#### [Data listing]
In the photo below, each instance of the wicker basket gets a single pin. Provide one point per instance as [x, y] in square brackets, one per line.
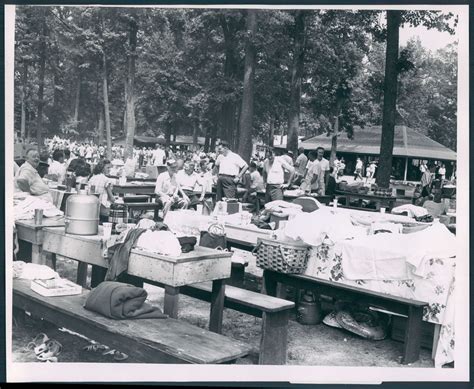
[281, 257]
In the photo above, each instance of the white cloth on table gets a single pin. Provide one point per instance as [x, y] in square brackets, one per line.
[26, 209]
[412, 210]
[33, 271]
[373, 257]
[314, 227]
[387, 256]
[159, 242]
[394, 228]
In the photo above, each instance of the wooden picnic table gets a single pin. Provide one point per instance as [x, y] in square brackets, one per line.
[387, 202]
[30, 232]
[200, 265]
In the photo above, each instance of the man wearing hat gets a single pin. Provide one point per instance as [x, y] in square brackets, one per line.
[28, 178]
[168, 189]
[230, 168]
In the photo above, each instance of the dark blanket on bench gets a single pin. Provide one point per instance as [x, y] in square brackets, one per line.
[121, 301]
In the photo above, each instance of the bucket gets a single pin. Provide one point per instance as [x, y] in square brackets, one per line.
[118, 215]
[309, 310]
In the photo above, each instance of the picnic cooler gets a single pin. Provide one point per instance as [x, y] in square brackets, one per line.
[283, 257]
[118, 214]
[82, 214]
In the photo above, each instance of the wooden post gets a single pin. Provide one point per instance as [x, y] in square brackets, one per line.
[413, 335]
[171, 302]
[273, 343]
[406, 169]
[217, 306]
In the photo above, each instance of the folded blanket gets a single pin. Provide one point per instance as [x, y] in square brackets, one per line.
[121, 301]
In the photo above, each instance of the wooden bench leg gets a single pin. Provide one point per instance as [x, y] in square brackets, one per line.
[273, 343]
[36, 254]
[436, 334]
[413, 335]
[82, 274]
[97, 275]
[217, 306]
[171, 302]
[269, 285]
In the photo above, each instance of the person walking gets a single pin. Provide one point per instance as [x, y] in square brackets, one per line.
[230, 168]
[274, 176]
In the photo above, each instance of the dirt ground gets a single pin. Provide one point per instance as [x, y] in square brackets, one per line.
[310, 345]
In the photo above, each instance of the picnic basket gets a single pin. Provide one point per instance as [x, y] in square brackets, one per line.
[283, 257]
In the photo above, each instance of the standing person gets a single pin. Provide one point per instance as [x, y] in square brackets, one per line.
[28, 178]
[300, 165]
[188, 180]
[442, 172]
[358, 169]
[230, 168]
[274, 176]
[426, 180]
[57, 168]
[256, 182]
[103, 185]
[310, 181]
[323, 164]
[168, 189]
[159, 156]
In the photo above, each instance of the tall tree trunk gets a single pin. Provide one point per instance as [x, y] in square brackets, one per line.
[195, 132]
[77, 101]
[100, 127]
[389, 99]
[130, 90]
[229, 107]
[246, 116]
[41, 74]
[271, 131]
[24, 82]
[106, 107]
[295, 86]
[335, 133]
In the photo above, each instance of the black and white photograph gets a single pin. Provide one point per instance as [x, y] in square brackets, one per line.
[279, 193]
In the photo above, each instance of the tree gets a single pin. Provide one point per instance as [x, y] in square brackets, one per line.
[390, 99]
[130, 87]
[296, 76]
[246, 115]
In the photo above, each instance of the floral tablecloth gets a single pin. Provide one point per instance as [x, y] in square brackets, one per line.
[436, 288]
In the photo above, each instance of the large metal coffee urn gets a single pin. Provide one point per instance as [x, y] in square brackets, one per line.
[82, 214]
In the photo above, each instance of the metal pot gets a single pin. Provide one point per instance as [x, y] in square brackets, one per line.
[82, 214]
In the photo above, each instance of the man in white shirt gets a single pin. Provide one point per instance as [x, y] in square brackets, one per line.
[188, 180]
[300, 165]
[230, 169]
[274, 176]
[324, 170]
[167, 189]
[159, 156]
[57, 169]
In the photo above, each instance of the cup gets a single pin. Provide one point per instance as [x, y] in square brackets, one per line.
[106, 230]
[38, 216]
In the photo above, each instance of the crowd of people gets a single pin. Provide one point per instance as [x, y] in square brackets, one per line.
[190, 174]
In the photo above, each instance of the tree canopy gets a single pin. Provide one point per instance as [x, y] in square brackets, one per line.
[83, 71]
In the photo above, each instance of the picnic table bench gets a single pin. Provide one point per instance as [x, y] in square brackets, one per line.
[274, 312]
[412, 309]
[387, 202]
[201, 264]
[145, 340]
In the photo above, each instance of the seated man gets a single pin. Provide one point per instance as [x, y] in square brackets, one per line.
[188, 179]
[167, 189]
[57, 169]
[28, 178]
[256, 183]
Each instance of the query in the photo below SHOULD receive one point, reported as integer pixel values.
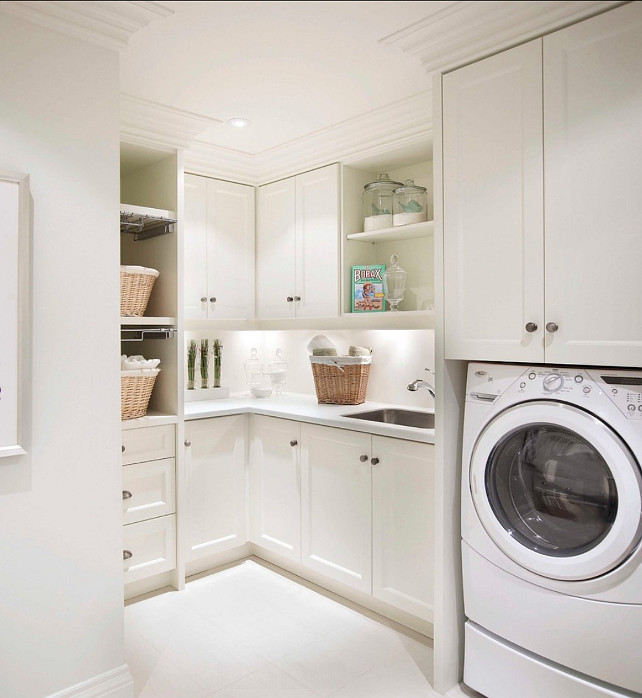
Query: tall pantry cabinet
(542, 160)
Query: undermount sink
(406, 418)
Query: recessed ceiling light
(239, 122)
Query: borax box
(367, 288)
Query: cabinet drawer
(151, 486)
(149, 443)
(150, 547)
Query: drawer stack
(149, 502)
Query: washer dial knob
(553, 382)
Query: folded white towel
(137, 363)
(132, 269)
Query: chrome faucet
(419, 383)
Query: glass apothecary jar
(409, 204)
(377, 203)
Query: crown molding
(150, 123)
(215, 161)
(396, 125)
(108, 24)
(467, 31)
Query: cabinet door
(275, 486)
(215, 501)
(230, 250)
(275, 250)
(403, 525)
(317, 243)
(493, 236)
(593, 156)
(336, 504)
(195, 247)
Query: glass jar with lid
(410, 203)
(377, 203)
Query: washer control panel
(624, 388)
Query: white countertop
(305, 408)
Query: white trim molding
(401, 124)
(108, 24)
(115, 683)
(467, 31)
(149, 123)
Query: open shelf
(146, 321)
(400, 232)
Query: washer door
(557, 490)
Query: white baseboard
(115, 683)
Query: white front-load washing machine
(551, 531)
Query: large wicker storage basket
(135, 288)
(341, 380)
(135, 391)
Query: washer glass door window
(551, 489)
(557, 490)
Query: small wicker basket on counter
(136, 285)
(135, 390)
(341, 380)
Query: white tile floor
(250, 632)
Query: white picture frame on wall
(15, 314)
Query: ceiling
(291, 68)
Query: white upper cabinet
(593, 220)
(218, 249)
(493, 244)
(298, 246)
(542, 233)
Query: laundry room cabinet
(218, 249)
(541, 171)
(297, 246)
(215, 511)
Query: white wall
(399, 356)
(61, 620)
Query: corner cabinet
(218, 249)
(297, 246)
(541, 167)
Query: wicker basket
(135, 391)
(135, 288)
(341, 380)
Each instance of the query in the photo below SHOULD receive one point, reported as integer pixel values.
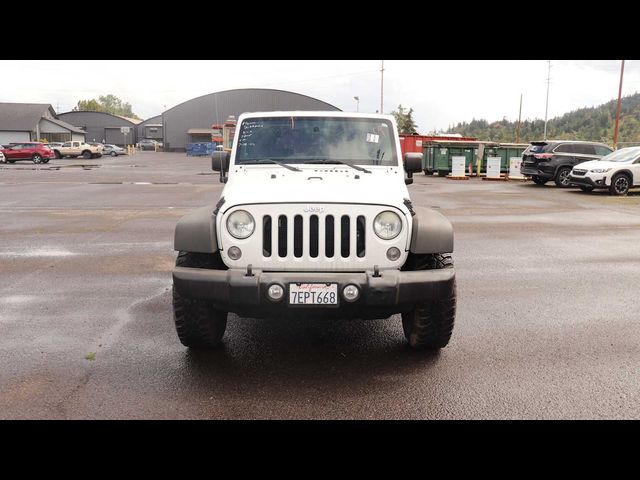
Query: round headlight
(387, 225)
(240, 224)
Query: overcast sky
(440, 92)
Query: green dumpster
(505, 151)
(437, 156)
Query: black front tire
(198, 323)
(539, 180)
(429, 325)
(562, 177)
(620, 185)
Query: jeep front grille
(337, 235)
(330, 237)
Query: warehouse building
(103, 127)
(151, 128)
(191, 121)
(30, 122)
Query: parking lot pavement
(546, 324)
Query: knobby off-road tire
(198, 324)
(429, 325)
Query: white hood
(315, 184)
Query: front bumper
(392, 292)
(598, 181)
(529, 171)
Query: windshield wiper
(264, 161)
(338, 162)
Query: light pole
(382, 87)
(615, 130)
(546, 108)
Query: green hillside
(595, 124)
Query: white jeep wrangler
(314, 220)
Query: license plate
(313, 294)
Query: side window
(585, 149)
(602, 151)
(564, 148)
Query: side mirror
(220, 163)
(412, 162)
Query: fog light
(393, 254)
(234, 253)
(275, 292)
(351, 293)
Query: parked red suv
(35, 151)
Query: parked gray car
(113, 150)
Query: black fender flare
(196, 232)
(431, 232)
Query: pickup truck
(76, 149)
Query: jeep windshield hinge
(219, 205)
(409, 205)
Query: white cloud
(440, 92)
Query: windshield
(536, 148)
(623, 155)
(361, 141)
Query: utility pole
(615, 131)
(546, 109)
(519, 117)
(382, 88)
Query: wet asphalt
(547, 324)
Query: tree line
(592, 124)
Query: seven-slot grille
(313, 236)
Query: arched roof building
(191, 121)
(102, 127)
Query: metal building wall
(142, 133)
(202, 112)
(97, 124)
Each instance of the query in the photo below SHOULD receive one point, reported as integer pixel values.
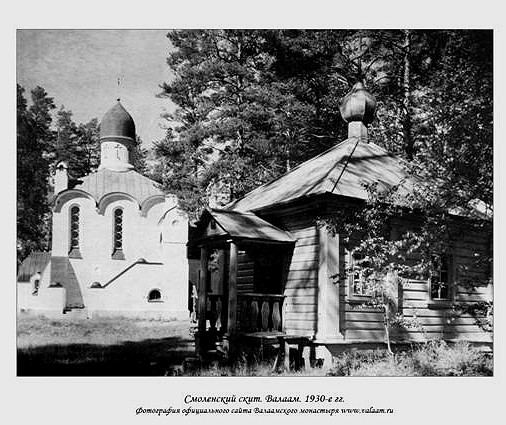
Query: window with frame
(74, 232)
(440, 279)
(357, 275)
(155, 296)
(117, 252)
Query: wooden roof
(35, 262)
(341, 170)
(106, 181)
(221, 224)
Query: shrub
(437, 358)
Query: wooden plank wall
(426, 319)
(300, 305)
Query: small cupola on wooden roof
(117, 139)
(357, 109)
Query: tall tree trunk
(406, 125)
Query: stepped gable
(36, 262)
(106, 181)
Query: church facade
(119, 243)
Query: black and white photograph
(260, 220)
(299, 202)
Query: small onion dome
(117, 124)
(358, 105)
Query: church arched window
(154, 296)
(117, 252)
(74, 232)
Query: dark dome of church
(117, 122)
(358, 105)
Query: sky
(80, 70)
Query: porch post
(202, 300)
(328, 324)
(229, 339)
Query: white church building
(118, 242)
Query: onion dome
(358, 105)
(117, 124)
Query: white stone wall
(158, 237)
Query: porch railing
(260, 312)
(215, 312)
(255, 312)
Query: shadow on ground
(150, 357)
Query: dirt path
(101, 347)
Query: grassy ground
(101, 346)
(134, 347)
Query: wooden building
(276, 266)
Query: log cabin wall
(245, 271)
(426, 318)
==
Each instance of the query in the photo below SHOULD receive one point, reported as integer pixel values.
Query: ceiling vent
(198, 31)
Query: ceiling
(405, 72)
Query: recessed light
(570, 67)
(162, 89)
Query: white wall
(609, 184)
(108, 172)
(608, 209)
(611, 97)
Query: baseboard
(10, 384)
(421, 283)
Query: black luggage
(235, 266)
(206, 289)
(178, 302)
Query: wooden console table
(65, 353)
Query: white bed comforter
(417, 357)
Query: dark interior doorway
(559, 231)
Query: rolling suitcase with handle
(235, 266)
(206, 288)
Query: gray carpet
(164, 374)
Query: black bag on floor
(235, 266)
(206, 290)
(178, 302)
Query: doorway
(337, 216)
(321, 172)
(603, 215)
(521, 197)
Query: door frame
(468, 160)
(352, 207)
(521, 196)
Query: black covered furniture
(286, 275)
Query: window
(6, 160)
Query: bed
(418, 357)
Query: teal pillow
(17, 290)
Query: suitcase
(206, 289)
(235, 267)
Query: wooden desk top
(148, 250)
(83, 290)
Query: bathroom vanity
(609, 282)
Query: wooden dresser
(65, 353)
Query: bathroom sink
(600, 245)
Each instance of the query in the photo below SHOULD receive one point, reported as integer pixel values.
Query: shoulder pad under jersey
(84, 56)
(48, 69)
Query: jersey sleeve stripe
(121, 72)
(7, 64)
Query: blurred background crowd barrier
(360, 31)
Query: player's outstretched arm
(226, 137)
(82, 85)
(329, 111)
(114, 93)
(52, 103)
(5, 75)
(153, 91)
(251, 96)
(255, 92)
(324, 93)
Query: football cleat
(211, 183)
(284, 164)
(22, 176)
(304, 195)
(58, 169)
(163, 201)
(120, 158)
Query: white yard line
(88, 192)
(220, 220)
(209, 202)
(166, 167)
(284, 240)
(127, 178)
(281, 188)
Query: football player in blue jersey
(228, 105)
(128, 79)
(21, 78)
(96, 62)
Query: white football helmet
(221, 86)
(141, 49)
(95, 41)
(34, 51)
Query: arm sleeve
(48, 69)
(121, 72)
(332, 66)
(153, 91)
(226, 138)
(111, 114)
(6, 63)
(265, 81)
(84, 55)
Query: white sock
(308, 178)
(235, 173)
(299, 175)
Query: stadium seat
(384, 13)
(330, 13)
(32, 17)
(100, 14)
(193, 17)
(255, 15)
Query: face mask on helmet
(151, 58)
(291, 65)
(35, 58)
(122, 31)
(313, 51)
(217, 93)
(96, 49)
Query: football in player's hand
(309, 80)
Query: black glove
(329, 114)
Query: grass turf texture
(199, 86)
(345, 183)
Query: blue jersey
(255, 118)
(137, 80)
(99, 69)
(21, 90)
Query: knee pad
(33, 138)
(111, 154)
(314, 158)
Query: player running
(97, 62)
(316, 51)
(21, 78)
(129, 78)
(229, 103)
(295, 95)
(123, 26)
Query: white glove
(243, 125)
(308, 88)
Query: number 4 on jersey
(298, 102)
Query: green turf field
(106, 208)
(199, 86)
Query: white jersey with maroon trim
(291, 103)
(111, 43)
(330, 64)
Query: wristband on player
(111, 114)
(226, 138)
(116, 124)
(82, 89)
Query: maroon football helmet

#### [Task item]
Out of the data above, give again only the lines starting at the one holding "Query: white sock" and ending at the one holding "Query: maroon football helmet", unchanged.

#### [Exercise solution]
Query: white sock
(308, 178)
(235, 173)
(299, 175)
Query: stadium seat
(384, 13)
(330, 13)
(32, 17)
(100, 14)
(193, 17)
(255, 15)
Query: face mask on helmet
(151, 58)
(291, 65)
(35, 58)
(122, 31)
(313, 51)
(217, 93)
(96, 49)
Query: football in player's hand
(309, 80)
Query: black glove
(329, 114)
Query: grass turf texture
(199, 86)
(345, 183)
Query: blue jersey
(255, 118)
(137, 80)
(99, 69)
(21, 90)
Query: knee pad
(33, 138)
(111, 154)
(314, 158)
Query: player running
(97, 62)
(316, 51)
(21, 78)
(129, 78)
(229, 103)
(295, 95)
(123, 26)
Query: white glove
(243, 125)
(308, 88)
Query: number 4 on jersey
(298, 102)
Query: green turf field
(106, 208)
(199, 86)
Query: white jersey with maroon trim
(291, 103)
(111, 43)
(330, 64)
Query: wristband on player
(111, 114)
(226, 138)
(116, 124)
(82, 89)
Query: maroon football helmet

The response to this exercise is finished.